(Excerpts from a point labeling dataset)
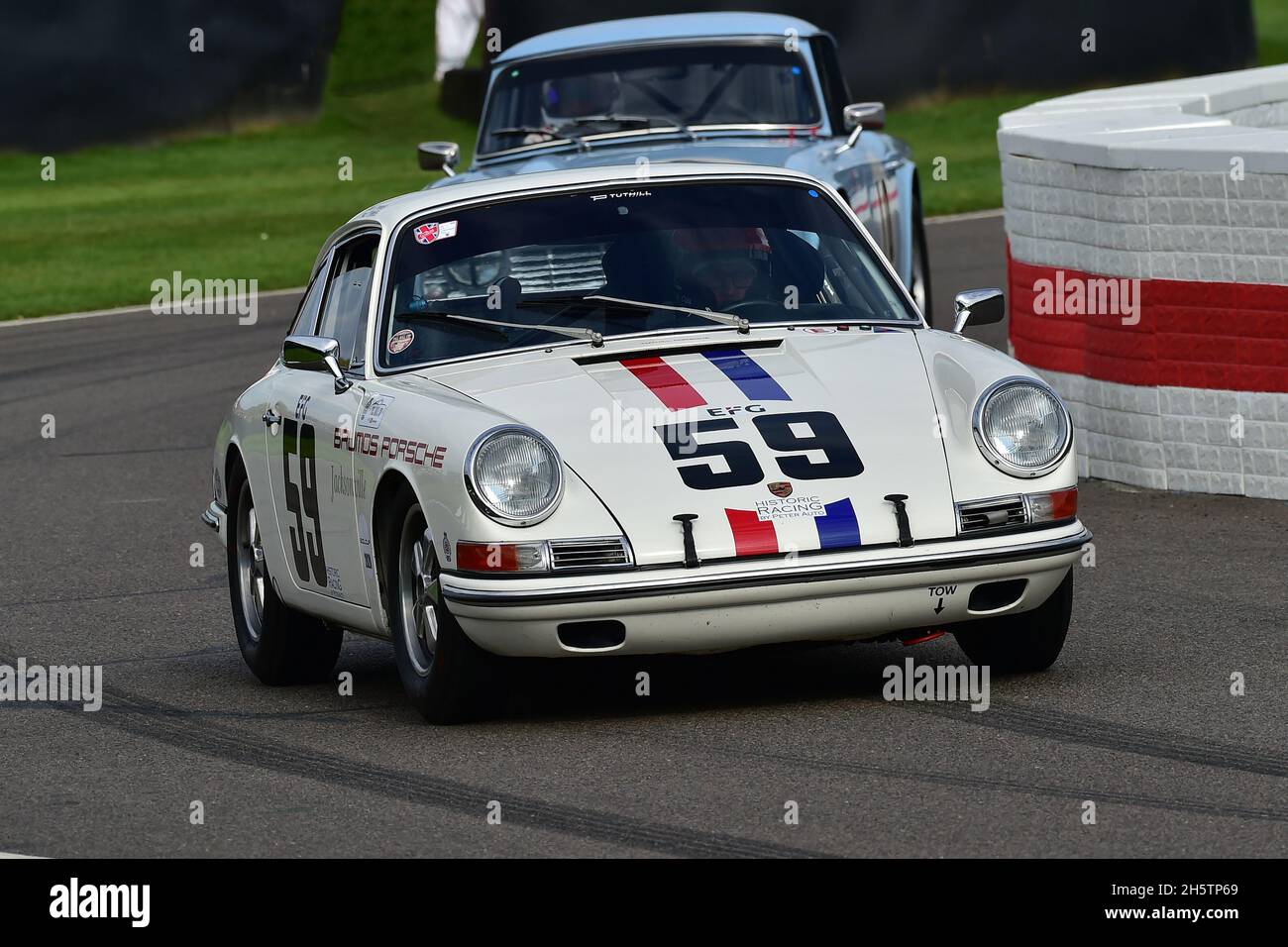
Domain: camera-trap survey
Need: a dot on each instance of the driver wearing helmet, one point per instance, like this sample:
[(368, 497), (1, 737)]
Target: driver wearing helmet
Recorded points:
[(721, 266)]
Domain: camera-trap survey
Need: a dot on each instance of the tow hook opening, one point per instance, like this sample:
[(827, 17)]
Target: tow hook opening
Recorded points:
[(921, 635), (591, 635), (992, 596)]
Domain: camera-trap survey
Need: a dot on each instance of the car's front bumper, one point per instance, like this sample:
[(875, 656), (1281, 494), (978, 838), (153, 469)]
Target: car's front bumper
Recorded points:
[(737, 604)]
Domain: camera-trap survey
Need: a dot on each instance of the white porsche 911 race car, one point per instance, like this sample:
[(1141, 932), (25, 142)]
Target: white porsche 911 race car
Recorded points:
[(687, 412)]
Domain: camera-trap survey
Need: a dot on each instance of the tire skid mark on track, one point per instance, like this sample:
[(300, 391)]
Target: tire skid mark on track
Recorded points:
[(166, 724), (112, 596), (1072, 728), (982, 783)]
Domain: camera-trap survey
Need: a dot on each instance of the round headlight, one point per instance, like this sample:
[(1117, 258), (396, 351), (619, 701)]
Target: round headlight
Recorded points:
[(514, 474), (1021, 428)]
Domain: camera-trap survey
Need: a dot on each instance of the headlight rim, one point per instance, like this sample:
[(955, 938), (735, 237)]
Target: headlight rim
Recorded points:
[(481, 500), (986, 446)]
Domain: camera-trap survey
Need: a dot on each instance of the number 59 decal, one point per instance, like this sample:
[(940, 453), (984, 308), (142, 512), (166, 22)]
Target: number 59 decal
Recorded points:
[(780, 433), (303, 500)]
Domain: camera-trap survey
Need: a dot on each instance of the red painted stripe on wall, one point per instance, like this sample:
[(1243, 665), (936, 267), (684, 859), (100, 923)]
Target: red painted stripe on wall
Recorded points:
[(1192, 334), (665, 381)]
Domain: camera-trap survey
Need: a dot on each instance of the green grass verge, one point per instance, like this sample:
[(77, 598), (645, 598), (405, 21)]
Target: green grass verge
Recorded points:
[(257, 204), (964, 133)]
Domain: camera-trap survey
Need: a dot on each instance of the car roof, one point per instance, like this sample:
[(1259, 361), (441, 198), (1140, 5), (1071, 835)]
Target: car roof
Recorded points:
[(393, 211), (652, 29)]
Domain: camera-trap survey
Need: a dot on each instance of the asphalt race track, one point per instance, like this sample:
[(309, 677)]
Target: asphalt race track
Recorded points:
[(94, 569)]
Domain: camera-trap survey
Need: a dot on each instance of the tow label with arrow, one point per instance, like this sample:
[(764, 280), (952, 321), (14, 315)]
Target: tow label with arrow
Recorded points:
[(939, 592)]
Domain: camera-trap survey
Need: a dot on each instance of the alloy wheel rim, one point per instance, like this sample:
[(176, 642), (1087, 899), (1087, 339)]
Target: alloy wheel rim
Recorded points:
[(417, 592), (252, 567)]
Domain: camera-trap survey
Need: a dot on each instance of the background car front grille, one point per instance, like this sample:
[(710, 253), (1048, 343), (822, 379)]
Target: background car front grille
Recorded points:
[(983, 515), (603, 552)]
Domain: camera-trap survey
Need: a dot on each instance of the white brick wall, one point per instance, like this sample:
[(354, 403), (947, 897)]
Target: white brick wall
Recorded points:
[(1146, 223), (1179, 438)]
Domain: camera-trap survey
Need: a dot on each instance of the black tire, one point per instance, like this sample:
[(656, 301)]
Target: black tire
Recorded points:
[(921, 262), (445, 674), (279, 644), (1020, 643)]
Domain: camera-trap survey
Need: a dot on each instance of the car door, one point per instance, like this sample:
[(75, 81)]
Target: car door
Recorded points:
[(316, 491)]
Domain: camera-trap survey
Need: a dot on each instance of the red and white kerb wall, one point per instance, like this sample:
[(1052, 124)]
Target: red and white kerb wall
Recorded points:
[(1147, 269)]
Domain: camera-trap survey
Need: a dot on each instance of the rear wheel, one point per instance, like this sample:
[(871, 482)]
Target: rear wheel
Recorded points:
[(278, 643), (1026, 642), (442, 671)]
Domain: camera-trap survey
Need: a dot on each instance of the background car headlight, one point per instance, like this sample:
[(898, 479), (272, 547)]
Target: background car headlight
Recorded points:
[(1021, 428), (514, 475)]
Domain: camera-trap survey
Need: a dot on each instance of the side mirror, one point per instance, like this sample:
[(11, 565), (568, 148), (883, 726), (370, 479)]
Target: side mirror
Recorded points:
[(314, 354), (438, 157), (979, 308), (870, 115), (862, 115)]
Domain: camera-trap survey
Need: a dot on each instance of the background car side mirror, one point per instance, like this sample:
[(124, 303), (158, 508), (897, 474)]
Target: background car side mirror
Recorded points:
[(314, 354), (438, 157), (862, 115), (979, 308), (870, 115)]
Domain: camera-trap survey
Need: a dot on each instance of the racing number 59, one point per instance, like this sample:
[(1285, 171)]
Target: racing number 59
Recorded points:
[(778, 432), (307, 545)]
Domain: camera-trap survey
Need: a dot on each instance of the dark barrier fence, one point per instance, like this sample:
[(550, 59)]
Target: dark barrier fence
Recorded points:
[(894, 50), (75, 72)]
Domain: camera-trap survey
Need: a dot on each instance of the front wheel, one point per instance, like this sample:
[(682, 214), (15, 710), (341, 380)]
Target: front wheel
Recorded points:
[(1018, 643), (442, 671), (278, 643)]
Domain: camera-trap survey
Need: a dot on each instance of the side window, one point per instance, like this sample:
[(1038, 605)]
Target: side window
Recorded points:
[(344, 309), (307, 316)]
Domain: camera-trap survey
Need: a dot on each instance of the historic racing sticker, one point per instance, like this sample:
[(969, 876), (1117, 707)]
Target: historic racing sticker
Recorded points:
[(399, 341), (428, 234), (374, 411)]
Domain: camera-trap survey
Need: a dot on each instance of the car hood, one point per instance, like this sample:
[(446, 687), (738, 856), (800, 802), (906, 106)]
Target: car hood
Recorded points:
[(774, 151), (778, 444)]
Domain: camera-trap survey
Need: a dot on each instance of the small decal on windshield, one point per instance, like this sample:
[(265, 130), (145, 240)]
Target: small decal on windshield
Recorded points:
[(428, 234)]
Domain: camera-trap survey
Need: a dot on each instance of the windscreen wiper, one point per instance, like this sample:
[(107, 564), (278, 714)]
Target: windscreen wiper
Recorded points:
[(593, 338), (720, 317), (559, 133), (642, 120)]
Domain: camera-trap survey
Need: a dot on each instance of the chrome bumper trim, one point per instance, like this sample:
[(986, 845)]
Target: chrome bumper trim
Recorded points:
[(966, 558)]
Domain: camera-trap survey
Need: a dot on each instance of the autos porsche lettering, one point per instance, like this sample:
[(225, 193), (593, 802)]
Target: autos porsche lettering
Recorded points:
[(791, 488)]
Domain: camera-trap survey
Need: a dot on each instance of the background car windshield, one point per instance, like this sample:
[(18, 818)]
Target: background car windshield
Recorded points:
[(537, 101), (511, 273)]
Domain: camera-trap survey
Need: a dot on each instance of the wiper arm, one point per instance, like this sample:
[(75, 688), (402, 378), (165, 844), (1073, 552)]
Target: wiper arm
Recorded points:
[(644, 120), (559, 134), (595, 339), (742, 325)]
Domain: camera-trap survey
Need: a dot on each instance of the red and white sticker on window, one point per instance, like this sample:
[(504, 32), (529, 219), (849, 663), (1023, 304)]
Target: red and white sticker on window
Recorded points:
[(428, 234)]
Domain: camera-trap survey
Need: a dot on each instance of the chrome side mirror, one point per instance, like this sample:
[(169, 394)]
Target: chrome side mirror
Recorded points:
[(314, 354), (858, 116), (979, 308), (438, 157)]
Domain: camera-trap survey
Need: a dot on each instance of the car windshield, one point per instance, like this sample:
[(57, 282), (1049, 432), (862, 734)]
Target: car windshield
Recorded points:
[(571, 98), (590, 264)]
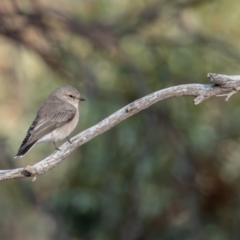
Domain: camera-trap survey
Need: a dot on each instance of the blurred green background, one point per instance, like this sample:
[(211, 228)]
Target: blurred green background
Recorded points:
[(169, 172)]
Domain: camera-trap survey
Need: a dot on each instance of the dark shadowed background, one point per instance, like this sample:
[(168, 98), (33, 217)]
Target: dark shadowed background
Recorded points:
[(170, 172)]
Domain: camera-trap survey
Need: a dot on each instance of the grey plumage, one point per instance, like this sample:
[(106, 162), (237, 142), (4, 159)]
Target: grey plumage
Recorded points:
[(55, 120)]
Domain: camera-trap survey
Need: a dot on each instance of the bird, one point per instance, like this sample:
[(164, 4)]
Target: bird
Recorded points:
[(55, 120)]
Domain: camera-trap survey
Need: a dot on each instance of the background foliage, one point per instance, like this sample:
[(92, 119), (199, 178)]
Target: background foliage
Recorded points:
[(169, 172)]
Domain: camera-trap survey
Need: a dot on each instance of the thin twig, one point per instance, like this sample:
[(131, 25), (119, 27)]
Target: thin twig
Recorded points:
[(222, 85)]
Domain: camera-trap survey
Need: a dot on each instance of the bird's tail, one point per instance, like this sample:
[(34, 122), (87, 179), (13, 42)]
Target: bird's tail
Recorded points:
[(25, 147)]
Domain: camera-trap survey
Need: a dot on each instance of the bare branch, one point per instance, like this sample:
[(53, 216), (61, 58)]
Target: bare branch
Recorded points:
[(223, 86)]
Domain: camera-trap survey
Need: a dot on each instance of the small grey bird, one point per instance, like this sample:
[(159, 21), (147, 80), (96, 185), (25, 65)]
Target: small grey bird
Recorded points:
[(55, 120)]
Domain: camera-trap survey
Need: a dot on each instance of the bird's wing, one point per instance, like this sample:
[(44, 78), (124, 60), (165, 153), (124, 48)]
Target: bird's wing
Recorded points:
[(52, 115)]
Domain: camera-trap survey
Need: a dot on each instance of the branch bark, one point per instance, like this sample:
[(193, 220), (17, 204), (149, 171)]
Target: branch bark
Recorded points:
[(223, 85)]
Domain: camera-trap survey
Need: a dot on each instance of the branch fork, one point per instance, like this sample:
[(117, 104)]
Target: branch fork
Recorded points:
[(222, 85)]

* Task objective
Transcribe the records verbatim, beginning at the start of the records and ending after the line that contains "[(481, 500), (986, 446)]". Omit the pictures from your output.

* Answer to this problem
Domain: camera-trap survey
Need: a dot on each instance of the driver wearing helmet, one point per instance, like this sample:
[(368, 497), (1, 737)]
Target: driver wearing helmet
Recorded points:
[(721, 266)]
Domain: camera-trap survey
Need: a dot on each instance of the tow hook opening, one point per instance, like this sample:
[(827, 17)]
Target: tow hook opening
Recorded points:
[(921, 635), (591, 635), (992, 596)]
Domain: camera-trap survey
Need: a dot on each instance of the car's front bumper, one point per instance, like this sample:
[(875, 656), (1281, 494), (978, 838), (153, 469)]
Target: car's front bumper
Recorded points:
[(737, 604)]
Domain: camera-trap survey
Need: a dot on each instance of the white porsche 911 race car, one point per instance, like this sample:
[(1141, 932), (25, 142)]
Target: white porsche 911 race car
Recorded points:
[(687, 412)]
Domain: camera-trap survey
Need: a dot on each instance of the tire skid mark on track, one point per instance, like this sample:
[(300, 391)]
Target: tire skid mark on track
Recorded points:
[(166, 724), (112, 596), (1072, 728), (982, 783)]
Domain: camera-trap survey
Need: a dot on each instance of the round headlight, one point per instance, like this sample:
[(1117, 258), (396, 351), (619, 701)]
Target: round headlight
Recorded points:
[(514, 474), (1021, 428)]
Domain: camera-trap survey
Need: a dot on each instance of the headlight rim, one point per instance, like this sample:
[(955, 938), (735, 237)]
Target: headlight rim
Recorded points:
[(481, 500), (986, 446)]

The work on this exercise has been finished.